* **Task goal**: Print every line below exactly as written, but leave the pictures behind.

* **Listed entries**:
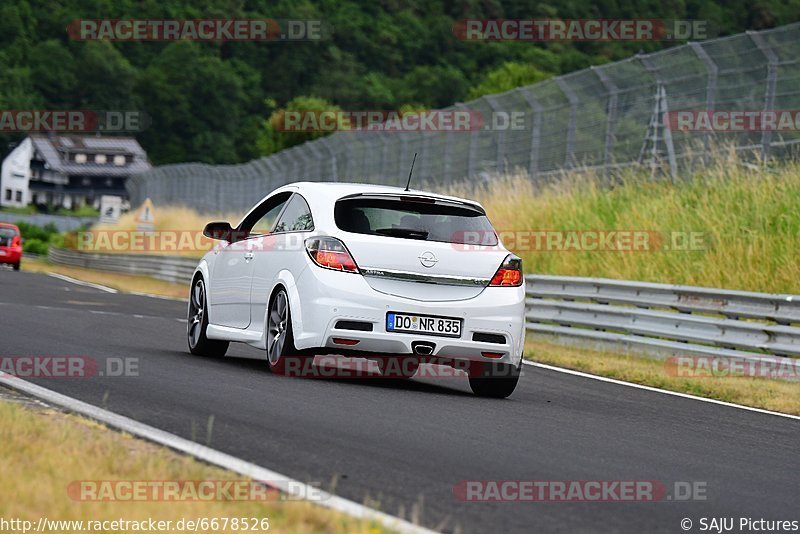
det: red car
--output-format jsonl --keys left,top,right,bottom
{"left": 0, "top": 223, "right": 22, "bottom": 271}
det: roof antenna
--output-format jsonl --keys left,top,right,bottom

* **Written response**:
det: red car
--output-format jsonl --keys left,top,right,bottom
{"left": 0, "top": 223, "right": 22, "bottom": 271}
det: roof antenna
--output-format jsonl --keys left,top,right,bottom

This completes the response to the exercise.